List of tasks:
1. Can you rewrite the Avenue St. Andrew's text, starting at "On 30 November" and ending at "of the latter.", substituting "German" for "Luftwaffe"?
2. Could you continue the history of Avenue St. Andrew's church from its final sentence?

Exercise passage:
════════════════════

Avenue St. Andrew's is a United Reformed Church in Southampton, England. The church building is listed Grade II on the National Heritage List for England.

==History==

===Above Bar Congregational Church===
The church was founded in 1662 under the ministry of the Rev. Nathaniel Robinson. The father of hymn-writer Isaac Watts (also named Isaac Watts) was a deacon of the church.

The congregation having outgrown the original chapel, a new building was erected on the site in 1727. This was later demolished in 1819 and replaced by an even larger building, the first stone of which was laid on 1 April 1819, and the building was completed on 20 April 1820, having cost nearly £6,000. A re-opening service was held on 6 November 1889.

The Church was the main Non-Conformist church in the city in the nineteenth century, when it was known as Above Bar Independent Chapel (later on becoming Above Bar Congregational Chapel, the oldest church in the Congregational Union). The pastor from 1810 to 1868 was Rev. Thomas Adkins.

On 30 November 1940, during World War II, the church building was destroyed by Luftwaffe bombing. As a result, many of the congregation began attending the nearby St. Andrew's Presbyterian Church. The minister of Above Bar Congregational Church, Rev Maxwell O. Janes, who later became President of the London Missionary Society, also moved to St. Andrew's and was formally recognised as the minister of the latter.

════════════════════

Extracted information:

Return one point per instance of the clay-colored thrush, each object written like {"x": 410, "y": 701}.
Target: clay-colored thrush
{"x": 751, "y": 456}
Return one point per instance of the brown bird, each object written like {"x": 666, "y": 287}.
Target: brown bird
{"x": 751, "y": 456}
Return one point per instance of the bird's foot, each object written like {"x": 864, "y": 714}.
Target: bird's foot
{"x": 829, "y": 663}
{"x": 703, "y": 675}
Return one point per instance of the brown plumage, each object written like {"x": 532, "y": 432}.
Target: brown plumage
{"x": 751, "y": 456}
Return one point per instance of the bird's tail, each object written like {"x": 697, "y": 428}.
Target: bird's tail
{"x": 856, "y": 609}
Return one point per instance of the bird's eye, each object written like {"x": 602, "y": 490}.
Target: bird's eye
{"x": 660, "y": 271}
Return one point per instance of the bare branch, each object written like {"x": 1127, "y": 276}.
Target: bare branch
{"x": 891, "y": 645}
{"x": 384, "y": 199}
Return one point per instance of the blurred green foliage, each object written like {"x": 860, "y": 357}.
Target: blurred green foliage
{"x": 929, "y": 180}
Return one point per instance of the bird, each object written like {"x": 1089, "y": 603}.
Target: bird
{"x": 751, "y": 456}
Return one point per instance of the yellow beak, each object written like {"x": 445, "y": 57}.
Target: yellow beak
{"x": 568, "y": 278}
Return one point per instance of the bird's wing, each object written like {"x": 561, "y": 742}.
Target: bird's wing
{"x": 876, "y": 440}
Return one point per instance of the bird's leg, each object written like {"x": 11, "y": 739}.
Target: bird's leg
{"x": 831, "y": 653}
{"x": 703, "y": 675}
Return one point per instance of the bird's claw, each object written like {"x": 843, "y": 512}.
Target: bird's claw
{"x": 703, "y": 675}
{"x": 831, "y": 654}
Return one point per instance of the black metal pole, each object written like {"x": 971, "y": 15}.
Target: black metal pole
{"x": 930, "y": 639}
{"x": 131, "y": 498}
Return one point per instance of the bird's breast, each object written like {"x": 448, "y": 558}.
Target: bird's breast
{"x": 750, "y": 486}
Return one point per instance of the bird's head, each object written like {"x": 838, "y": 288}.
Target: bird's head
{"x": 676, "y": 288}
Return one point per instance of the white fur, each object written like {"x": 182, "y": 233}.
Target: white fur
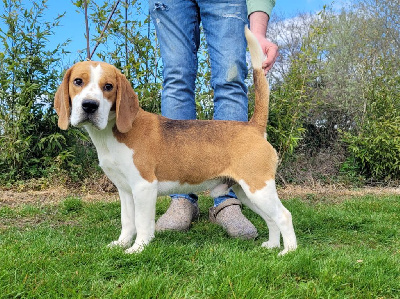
{"x": 138, "y": 196}
{"x": 266, "y": 203}
{"x": 91, "y": 91}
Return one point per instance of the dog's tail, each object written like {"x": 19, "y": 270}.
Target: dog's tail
{"x": 260, "y": 115}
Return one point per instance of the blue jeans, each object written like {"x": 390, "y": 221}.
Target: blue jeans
{"x": 177, "y": 24}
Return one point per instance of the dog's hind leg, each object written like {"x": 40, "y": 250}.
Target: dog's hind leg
{"x": 128, "y": 230}
{"x": 144, "y": 196}
{"x": 273, "y": 230}
{"x": 267, "y": 203}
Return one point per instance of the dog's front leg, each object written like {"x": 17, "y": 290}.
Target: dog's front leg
{"x": 145, "y": 197}
{"x": 128, "y": 230}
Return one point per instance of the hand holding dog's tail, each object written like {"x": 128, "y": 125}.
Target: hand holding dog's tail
{"x": 260, "y": 115}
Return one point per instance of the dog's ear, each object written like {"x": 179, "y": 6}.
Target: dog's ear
{"x": 127, "y": 105}
{"x": 62, "y": 100}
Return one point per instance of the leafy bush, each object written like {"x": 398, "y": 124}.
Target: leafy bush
{"x": 376, "y": 146}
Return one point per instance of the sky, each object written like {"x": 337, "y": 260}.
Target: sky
{"x": 73, "y": 23}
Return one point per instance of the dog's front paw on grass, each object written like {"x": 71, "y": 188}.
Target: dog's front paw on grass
{"x": 271, "y": 245}
{"x": 287, "y": 250}
{"x": 136, "y": 248}
{"x": 118, "y": 244}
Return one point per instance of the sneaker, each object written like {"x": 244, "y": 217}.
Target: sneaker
{"x": 229, "y": 215}
{"x": 179, "y": 215}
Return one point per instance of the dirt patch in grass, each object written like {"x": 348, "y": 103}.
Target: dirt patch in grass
{"x": 332, "y": 192}
{"x": 51, "y": 196}
{"x": 54, "y": 195}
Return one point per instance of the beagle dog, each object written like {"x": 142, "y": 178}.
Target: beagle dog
{"x": 146, "y": 155}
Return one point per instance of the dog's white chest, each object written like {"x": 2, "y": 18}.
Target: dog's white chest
{"x": 115, "y": 158}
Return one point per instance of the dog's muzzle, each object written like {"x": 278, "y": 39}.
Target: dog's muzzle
{"x": 90, "y": 106}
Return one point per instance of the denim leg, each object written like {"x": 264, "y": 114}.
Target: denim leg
{"x": 223, "y": 23}
{"x": 177, "y": 28}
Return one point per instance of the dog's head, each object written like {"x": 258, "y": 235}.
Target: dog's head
{"x": 95, "y": 93}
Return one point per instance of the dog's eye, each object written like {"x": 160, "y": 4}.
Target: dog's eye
{"x": 108, "y": 87}
{"x": 78, "y": 82}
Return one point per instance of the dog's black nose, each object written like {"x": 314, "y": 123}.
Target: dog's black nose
{"x": 90, "y": 106}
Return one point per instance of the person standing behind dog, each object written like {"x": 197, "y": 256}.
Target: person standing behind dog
{"x": 177, "y": 26}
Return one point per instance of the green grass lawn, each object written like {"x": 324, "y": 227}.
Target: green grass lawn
{"x": 348, "y": 248}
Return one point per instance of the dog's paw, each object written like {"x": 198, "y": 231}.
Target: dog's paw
{"x": 271, "y": 245}
{"x": 121, "y": 244}
{"x": 287, "y": 250}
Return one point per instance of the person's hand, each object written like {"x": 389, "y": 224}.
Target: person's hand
{"x": 270, "y": 51}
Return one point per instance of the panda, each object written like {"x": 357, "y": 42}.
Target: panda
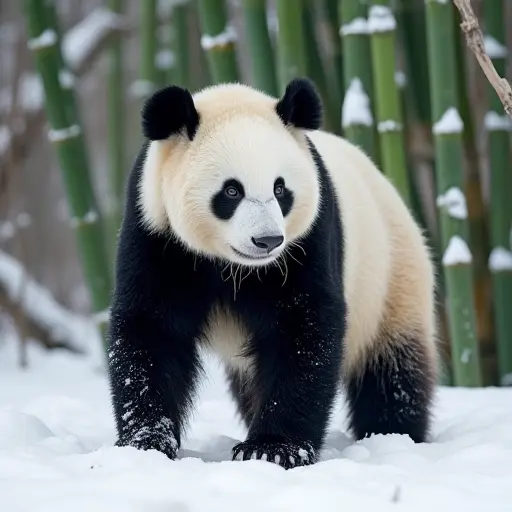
{"x": 251, "y": 232}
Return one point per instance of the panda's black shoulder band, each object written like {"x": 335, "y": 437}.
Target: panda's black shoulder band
{"x": 301, "y": 105}
{"x": 168, "y": 112}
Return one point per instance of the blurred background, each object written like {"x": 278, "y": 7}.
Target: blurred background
{"x": 396, "y": 78}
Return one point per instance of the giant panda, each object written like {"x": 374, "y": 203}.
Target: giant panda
{"x": 250, "y": 231}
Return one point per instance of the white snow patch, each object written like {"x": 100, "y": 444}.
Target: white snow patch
{"x": 357, "y": 26}
{"x": 493, "y": 122}
{"x": 57, "y": 434}
{"x": 46, "y": 39}
{"x": 5, "y": 138}
{"x": 63, "y": 134}
{"x": 224, "y": 38}
{"x": 66, "y": 79}
{"x": 62, "y": 324}
{"x": 454, "y": 202}
{"x": 381, "y": 19}
{"x": 356, "y": 106}
{"x": 457, "y": 252}
{"x": 389, "y": 126}
{"x": 500, "y": 260}
{"x": 79, "y": 41}
{"x": 450, "y": 122}
{"x": 494, "y": 48}
{"x": 165, "y": 59}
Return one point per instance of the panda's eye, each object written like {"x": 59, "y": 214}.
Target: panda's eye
{"x": 232, "y": 191}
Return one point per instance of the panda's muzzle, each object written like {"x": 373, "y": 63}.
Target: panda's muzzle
{"x": 268, "y": 243}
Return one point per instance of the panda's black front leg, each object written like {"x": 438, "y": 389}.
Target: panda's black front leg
{"x": 297, "y": 374}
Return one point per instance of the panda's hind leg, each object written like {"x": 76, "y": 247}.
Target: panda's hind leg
{"x": 389, "y": 388}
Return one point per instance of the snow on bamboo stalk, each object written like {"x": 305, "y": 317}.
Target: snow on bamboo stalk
{"x": 498, "y": 126}
{"x": 260, "y": 46}
{"x": 357, "y": 117}
{"x": 218, "y": 41}
{"x": 116, "y": 132}
{"x": 291, "y": 41}
{"x": 382, "y": 27}
{"x": 149, "y": 74}
{"x": 457, "y": 257}
{"x": 66, "y": 134}
{"x": 180, "y": 73}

════════════════════

Task-by-task outputs:
1.
On 30 November 1940, during World War II, the church building was destroyed by German bombing. As a result, many of the congregation began attending the nearby St. Andrew's Presbyterian Church. The minister of Above Bar Congregational Church, Rev Maxwell O. Janes, who later became President of the London Missionary Society, also moved to St. Andrew's and was formally recognised as the minister of the latter.

2.
===St. Andrew's Presbyterian Church===

St. Andrew's Presbyterian Church was founded in 1853, on the corner of Brunswick Place and Dorset Street. By the 1970s, the congregation had dwindled since much of the surrounding housing had been demolished. In the early 1980s, a survey of the building showed that £150,000 was needed to keep it safe. The decision was made to merge with the nearby Avenue Church since both had become United Reformed Churches following the 1972 merger of the Presbyterian Church of England and many churches within the Congregational Union. The St. Andrew's buildings were subsequently demolished and replaced with offices.

===Avenue Congregational Church===
Avenue Congregational Church was opened on Wednesday, 7 December 1898. After the decision to combine the St. Andrew's and Avenue congregations, the church became known as Avenue St. Andrew's.